■ WHAT IS ASKED
Gather every line in the records below that contains the word "government", and copy each of those lines in full.

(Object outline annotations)
# # # # #

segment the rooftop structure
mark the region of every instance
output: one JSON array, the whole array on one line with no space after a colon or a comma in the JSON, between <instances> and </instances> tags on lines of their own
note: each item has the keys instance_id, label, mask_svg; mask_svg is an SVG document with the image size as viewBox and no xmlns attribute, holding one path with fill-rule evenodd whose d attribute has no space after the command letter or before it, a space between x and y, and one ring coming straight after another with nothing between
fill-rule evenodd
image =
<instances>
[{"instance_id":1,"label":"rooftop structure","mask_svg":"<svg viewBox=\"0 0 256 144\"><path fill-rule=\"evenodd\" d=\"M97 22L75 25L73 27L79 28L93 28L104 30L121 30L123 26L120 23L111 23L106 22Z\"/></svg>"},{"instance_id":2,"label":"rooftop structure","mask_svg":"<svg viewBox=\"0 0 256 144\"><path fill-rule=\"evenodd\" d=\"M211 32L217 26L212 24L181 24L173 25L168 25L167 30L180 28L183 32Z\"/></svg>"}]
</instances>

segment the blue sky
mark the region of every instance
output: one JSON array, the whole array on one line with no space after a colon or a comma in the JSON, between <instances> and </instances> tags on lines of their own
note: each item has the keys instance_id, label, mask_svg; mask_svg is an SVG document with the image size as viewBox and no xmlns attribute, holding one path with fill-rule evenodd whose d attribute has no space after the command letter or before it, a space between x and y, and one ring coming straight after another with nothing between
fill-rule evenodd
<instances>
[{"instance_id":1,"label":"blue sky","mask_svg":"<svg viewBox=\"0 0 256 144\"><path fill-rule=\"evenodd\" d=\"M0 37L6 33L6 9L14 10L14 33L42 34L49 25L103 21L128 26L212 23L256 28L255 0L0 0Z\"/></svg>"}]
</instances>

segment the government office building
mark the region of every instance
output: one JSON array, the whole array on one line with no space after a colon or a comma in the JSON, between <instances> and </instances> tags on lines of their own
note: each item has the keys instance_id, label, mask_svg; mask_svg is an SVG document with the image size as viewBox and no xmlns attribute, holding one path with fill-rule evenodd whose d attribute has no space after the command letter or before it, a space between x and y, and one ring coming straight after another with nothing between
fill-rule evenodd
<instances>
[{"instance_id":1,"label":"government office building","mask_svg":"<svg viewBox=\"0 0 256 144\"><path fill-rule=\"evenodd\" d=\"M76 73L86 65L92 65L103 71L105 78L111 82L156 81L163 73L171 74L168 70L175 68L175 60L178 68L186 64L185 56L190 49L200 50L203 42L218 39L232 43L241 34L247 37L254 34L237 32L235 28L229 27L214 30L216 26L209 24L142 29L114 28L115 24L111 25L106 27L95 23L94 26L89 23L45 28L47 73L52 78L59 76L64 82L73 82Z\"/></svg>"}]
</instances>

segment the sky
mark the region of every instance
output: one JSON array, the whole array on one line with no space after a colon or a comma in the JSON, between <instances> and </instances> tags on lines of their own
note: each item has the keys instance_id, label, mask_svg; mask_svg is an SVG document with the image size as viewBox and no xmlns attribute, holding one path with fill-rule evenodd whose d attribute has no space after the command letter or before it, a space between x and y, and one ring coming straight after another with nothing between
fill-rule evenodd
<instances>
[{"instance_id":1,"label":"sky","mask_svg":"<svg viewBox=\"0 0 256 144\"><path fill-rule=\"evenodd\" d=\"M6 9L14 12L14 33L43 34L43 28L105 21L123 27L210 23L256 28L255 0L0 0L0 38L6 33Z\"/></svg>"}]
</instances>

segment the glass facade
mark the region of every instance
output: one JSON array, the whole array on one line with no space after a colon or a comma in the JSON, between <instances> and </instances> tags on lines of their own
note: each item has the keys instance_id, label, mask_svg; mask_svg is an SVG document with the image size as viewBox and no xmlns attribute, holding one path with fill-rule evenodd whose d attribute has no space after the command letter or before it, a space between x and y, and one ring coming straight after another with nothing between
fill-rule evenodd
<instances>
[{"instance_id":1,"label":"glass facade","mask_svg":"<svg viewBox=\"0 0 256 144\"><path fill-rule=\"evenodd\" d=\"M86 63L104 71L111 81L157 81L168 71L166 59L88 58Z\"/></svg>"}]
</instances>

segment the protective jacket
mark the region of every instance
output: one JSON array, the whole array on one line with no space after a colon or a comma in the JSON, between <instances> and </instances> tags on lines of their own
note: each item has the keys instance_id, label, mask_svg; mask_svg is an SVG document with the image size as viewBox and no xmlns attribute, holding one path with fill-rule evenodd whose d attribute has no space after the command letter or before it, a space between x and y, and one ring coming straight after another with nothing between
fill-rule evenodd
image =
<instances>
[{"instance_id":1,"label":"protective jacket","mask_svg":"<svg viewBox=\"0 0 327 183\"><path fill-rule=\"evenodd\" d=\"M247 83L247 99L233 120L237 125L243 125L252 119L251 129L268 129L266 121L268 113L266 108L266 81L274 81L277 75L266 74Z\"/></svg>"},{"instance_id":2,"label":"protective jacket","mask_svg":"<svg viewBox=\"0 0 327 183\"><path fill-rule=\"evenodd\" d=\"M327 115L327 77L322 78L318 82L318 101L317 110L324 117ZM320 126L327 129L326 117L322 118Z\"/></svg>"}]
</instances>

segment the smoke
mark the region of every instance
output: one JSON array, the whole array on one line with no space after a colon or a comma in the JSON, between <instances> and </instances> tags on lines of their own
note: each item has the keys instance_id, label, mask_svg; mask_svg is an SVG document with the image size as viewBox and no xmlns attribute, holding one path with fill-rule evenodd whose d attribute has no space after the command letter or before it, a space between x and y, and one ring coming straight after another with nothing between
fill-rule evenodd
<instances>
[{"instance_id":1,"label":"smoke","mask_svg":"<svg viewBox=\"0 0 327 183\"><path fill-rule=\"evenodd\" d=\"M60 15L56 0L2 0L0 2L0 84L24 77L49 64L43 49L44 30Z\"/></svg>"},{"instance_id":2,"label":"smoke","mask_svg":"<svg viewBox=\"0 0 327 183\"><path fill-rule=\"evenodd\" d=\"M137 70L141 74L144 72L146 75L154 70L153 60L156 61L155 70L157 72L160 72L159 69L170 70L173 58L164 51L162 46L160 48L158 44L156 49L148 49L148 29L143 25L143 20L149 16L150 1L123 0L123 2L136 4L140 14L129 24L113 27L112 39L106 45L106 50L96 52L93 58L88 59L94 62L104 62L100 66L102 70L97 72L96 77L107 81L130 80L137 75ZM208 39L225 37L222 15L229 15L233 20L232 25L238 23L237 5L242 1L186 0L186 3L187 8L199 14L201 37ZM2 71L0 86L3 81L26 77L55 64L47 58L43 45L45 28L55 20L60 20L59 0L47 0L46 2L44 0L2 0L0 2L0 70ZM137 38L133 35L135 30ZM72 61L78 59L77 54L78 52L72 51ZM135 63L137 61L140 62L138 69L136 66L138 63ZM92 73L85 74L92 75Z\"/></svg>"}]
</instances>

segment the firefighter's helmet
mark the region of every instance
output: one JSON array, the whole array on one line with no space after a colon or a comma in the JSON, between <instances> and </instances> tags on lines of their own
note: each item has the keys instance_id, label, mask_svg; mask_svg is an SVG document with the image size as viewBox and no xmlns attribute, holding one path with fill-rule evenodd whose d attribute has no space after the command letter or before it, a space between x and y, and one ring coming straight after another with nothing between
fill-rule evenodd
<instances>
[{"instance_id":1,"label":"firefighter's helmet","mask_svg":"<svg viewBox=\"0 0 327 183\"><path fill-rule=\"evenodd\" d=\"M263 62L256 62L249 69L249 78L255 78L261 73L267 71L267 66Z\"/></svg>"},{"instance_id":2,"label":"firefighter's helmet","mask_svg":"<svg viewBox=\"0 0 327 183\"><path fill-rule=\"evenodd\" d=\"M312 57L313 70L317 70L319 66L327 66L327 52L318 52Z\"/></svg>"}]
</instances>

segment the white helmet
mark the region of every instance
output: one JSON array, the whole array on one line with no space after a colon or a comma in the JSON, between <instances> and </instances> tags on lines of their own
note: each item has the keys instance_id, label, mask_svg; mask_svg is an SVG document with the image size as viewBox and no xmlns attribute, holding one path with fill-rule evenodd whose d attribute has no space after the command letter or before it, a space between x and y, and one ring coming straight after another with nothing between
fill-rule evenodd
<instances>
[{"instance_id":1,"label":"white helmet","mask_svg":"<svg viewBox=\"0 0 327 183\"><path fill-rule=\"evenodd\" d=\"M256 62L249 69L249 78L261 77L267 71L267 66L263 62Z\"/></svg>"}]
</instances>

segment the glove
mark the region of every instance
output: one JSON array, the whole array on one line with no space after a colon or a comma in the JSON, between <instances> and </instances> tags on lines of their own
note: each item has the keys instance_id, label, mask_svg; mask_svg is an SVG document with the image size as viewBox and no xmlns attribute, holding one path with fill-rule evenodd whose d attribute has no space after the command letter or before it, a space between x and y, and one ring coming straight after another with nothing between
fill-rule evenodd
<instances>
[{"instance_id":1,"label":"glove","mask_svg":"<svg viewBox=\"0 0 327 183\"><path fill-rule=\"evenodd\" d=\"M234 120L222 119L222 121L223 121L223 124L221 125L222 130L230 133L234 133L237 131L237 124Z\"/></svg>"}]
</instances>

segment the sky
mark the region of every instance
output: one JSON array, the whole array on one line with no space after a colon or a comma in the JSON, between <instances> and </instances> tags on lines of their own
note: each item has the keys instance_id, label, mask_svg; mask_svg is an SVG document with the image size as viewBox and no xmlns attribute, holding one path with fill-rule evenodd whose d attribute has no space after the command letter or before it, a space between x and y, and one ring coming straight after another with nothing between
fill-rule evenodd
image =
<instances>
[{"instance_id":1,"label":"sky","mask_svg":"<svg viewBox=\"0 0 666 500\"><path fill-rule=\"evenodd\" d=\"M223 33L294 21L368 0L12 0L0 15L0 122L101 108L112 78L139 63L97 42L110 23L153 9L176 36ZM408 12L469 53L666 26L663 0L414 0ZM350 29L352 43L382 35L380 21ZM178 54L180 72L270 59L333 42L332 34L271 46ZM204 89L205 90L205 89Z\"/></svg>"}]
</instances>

# # # # #

■ WRITTEN REPLY
segment the government office building
[{"instance_id":1,"label":"government office building","mask_svg":"<svg viewBox=\"0 0 256 144\"><path fill-rule=\"evenodd\" d=\"M76 73L86 65L92 65L103 71L105 78L111 82L156 81L163 73L171 74L168 70L175 68L175 60L178 68L186 64L185 56L190 49L200 50L203 42L218 39L232 43L241 34L247 37L254 34L237 32L235 28L229 27L214 30L216 26L209 24L142 29L114 28L115 24L111 25L106 27L95 23L94 26L89 23L45 28L47 73L52 78L59 76L64 82L73 82Z\"/></svg>"}]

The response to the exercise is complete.